--- What is asked ---
Please copy out all of the data below word for word.

--- The input ---
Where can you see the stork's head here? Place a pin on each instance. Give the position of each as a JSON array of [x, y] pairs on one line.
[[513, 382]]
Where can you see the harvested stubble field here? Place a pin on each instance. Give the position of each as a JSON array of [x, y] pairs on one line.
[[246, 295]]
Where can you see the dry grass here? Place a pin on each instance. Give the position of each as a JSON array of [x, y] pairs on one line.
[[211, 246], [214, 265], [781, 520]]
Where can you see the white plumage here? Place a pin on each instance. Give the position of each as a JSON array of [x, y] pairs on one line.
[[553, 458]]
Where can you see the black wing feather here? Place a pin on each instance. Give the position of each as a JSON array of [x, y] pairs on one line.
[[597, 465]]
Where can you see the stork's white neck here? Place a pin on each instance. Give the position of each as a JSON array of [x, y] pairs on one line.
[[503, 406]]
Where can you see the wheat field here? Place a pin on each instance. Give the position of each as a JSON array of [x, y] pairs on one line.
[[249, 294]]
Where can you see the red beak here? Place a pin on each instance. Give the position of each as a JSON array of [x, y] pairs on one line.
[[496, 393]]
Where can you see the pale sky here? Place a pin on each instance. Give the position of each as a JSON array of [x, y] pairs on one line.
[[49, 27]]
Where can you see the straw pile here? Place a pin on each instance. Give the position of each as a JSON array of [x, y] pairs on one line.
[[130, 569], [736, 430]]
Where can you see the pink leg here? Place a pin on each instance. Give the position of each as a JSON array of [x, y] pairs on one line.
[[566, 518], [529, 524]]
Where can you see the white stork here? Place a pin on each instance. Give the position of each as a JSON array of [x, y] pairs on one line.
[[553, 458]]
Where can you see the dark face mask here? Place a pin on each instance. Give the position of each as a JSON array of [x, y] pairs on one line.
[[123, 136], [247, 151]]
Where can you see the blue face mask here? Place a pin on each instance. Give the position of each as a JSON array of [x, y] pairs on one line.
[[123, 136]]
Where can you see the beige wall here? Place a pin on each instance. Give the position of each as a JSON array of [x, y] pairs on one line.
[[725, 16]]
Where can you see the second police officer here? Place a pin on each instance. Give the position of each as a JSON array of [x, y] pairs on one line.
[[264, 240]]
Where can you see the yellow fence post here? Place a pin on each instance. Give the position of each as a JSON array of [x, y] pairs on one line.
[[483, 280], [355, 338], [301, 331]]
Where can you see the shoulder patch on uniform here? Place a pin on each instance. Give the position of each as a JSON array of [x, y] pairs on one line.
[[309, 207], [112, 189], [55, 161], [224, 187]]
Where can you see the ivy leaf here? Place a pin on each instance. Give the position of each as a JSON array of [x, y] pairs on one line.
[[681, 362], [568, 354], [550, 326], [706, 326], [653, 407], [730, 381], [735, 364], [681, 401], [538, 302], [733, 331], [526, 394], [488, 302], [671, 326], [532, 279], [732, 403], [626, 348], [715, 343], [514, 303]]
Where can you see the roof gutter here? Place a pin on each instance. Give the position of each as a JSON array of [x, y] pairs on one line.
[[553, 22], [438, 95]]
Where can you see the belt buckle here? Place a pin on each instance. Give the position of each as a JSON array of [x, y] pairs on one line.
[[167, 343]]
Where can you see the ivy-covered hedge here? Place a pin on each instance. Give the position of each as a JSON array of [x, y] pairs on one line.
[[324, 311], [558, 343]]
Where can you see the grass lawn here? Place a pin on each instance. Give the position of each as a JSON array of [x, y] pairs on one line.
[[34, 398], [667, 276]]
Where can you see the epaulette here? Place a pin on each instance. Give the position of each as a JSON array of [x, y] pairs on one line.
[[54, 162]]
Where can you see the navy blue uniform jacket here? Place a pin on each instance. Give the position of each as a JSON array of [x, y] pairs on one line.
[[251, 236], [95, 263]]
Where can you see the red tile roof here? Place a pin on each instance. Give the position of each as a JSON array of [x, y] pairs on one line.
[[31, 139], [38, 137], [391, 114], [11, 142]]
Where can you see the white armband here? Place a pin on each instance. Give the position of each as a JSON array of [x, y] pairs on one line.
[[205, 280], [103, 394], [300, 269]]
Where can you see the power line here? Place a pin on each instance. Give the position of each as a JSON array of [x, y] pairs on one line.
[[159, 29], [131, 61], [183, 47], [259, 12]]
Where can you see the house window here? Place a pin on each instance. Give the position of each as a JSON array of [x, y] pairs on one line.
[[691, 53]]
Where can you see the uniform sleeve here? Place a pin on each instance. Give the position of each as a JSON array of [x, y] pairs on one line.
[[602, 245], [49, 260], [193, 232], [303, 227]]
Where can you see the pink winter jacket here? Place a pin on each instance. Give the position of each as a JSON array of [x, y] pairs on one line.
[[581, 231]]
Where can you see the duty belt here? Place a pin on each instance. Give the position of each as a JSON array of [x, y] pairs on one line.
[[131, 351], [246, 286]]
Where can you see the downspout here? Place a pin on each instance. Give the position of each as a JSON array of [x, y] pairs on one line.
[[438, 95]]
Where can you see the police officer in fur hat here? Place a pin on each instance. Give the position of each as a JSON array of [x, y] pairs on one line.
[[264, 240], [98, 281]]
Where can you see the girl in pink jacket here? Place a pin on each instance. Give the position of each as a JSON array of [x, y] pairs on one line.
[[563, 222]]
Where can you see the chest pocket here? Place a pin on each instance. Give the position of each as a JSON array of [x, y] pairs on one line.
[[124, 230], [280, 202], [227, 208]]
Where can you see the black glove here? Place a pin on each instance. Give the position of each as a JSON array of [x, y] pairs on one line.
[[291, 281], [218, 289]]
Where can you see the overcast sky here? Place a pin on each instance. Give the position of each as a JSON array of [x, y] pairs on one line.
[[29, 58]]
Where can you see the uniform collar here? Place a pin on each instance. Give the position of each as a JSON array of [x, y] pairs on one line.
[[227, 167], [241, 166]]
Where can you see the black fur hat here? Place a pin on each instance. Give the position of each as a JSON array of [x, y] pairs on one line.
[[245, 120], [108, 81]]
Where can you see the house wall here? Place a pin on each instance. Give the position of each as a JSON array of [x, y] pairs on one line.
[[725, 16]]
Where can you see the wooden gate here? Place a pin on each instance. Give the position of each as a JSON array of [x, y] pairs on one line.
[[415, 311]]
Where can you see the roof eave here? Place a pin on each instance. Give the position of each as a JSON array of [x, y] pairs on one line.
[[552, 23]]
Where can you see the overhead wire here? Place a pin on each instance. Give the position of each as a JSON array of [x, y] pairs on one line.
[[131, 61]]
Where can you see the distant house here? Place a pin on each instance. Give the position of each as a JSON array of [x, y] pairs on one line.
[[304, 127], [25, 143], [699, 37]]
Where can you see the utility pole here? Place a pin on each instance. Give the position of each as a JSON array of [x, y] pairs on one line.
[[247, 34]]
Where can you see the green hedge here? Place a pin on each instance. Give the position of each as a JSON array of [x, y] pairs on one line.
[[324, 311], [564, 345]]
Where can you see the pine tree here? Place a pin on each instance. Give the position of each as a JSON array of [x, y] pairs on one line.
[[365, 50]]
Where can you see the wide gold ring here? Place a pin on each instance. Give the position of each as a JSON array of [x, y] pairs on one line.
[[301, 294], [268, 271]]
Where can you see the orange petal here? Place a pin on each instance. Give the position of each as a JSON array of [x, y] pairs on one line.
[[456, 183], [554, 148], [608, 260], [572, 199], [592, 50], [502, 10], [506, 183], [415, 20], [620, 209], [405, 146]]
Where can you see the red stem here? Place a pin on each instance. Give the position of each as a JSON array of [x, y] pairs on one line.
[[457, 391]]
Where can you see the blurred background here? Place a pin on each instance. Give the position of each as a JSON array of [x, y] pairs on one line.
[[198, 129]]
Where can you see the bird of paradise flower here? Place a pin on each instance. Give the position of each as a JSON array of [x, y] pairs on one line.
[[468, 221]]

--- Correct response ---
Where can you see the stork's head here? Place a pin on each instance. Give the position of each as a JSON array of [x, y] pairs on one line.
[[513, 382]]
Where can you see the harvested stubble field here? Place a pin on each instance. Give the position of each as a JSON array of [x, y] pairs on one line.
[[246, 295]]
Where can you see the dry grass here? Place a pin on each instance. Give the position of each as a JSON array of [x, y] pairs on one line.
[[211, 246], [214, 265], [781, 520]]
Where can you see the white plumage here? Place a pin on each instance. Give the position of each as a JSON array of [x, y] pairs on one line.
[[553, 458]]
Where can you see the black wing feather here? Place a pin on each instance. Give the position of each as a JSON array of [x, y] pairs on one line.
[[597, 465]]
Where can you see the stork's white neck here? Place a pin on each instance. Give the position of each as a JSON array of [x, y] pairs on one line.
[[503, 406]]
Where can you see the wheat field here? Place a pin on each instance. Give the position of each as a JSON array of [x, y] pairs on one line.
[[249, 294]]
Where can you see the red beak here? Place a pin on each instance. Give the position of each as a JSON array of [x, y] pairs on one line.
[[496, 393]]
Where can you see the pale sky here? Place a pin on each instance. Give the position of each as a JSON array of [x, y] pairs on one line.
[[49, 27]]
Where can you see the straw pile here? Place a pin on each instance. Give the position of each as a JSON array of [x, y] pairs on one line.
[[130, 569], [736, 430]]
Where can you see the pink leg here? Place a pin on each instance. Give the position of each as a JSON array of [x, y] pairs on one line.
[[566, 518], [529, 524]]
Where can you see the white stork here? Place a pin on each instance. Give the position of each as a JSON array of [x, y] pairs on one line.
[[553, 458]]
Where can you see the dark face mask here? Place a pin on each instance. Give the position of each as a JSON array of [x, y] pairs on one line.
[[123, 136], [247, 151]]
Where can you see the blue face mask here? Place a pin on each instance. Give the position of each as a JSON array of [x, y] pairs on one line.
[[123, 136]]
Where can you see the beige wall here? Place a pin on each instance. Give the position of each as a JSON array of [x, y] pairs on one line.
[[725, 16]]
Where can you see the second police officer here? Place a pin on each instance. Give the position of each as a JSON array of [x, y] pairs on one line.
[[264, 240]]
Where can you see the yellow fence post here? Place a pin on each instance. Give the position of each as a JSON array of [x, y] pairs on one line.
[[483, 280], [355, 338], [301, 331]]
Where can you see the shoulder patch on uniform here? Place a pin on each instance. Give the position of each as a JSON array of [x, y] pairs on one line.
[[309, 207], [112, 189], [55, 161], [224, 187]]
Where can you see the ivy leaf here? Place a pin on each instance. Give the position of each as a JSON array of [x, y] pairs on one line.
[[681, 362], [568, 354], [550, 326], [706, 326], [653, 407], [730, 381], [735, 364], [681, 401], [538, 302], [733, 331], [526, 394], [488, 302], [671, 326], [532, 279], [732, 403], [626, 348], [715, 343], [514, 303]]
Where can you see the roof gutter here? Place a pin on each instance. Give the position of each as a JSON array of [x, y] pairs on one line.
[[553, 22], [438, 95]]
Where can you see the belt buckle here? Place a pin on each instance. Give the position of each as a JSON array of [x, y] pairs on one line.
[[167, 343]]
Where can you see the ivy-covered hedge here? Place a pin on each instance. Give the position of each as a JSON array of [x, y] pairs on one line.
[[324, 311], [558, 343]]
Where can you see the grass lawn here? Place a pin on each instance. Give the position of each as a JSON array of [x, y] pairs on one line.
[[34, 398], [667, 276]]
Where can you see the epaulette here? Place a pin on each instance. Give the position of each as a JSON array of [x, y] pairs on one line.
[[54, 162]]
Where can you see the navy blue uniform jacket here? Place a pin on each instance. Give the position of each as a JSON array of [x, y] pairs on one line.
[[251, 236], [95, 263]]
Where can you see the red tile roof here? Place a pin on each instance. Give the position of each as a JSON array of [x, y] pairs on one line.
[[31, 139], [38, 137], [391, 114], [11, 142]]
Where can you see the white armband here? Place a pin on each instance. Give the position of each as a JSON array of [x, y] pairs on one line.
[[205, 280], [103, 394], [300, 269]]
Where can you see the power line here? Place a pin on each instance. Give the position of each as a JSON array of [x, y] pairs on one line.
[[159, 29], [131, 61], [183, 47], [259, 12]]
Where can you see the house window here? Place a pin on each instance. Give the position of each as a JSON array of [x, y] pairs on one line.
[[691, 53]]
Where can you see the uniform sleeve here? Place a pin on each instance. Give the position of each as a JSON array of [x, y] pairs on one line.
[[602, 245], [49, 260], [193, 232], [303, 227]]
Where can you see the pink winter jacket here? Place a pin on each instance. Give the position of each as a JSON array of [x, y] pairs on one line.
[[581, 231]]
Where can you see the duty belt here? Place a pin on each instance. Give the position of each as a JSON array of [x, y] pairs on one line.
[[131, 351], [246, 286]]
Where can you see the downspout here? Place a pin on each instance. Give the position of each as a JSON array of [x, y] pairs on one line.
[[438, 95]]
Where can you see the police officer in fur hat here? Place a pin on each instance. Give the position of each as a JSON array of [x, y] pairs on one line.
[[264, 240], [98, 281]]
Where can you see the girl in pink jacket here? Place a pin on each instance. Give the position of each as a JSON array of [x, y] pairs on one line.
[[563, 222]]
Where can you see the chest pocket here? Place a pin on each instance. Give the position of each as a JSON array of [x, y] pairs on one line.
[[124, 230], [280, 202], [227, 208]]
Where can you see the black glove here? Place a pin on each instance. Give the position of each as a JSON array of [x, y] pairs on one line.
[[291, 281], [218, 289]]
Where can you see the overcast sky here? Place a pin on each instance. Give the position of each as a JSON array of [x, y] pairs on one line.
[[29, 58]]
Where can you see the uniform collar here? Place a pin on each instance. Give the position of each as a JSON array of [x, y] pairs on one line.
[[227, 167], [241, 166]]
Where can you see the black fur hat here? Place a pin on each instance. Give the position of each as a JSON array of [x, y] pairs on one line.
[[245, 120], [108, 81]]
Where can you see the house wall here? Place a pin on each instance. Give the position of each as a JSON array of [x, y] pairs on one line.
[[725, 16]]
Where can you see the wooden gate here? Place a pin on each instance. Give the position of each as a JSON array of [x, y] pairs on one line.
[[415, 311]]
Where can you see the roof eave here? Place a pin on each instance. Give the position of each as a JSON array of [x, y] pairs on one line.
[[552, 23]]
Where can you see the overhead wire here? Place a pin on each instance. Give the position of each as a JSON array of [x, y] pairs on one line.
[[131, 61]]
Where can you see the distant house here? Place a pin on each instance. Give the position of each as a JSON array of [x, y] pairs on one line.
[[304, 127], [25, 143], [699, 37]]
Where can you see the utility pole here? Place a pin on each instance. Give the position of each as a JSON array of [x, y] pairs on one line.
[[247, 34]]
Where can you see the green hedge here? Place a pin on each instance. Give the position of each as a JSON array of [x, y] pairs on one line.
[[324, 311], [564, 345]]
Where can you see the pine tree here? Place a pin on each instance. Give the position of each as a JSON array of [x, y] pairs on one line.
[[365, 50]]
Where can you see the wide gold ring here? Place a pin on each instance. Give the position of each as a JSON array of [x, y] pairs on one line.
[[301, 294], [268, 271]]
Where can you see the orange petal here? Place a pin on each instance. Give the position of each as a JSON array of [x, y] pairs on one line.
[[456, 183], [554, 148], [608, 260], [572, 199], [592, 50], [502, 10], [506, 183], [415, 20], [620, 209], [405, 146]]
Where can you see the red stem here? Place a pin on each instance. Give the position of each as a JSON array of [x, y] pairs on one line.
[[457, 391]]
Where can you see the blurred background here? Place a pin on each instance. Give the position of each as a JSON array of [x, y] pairs on one line.
[[198, 129]]
Where can you see the bird of paradise flower here? Place a pin on each instance. Give the position of each as a JSON array of [x, y] pairs on one line.
[[468, 221]]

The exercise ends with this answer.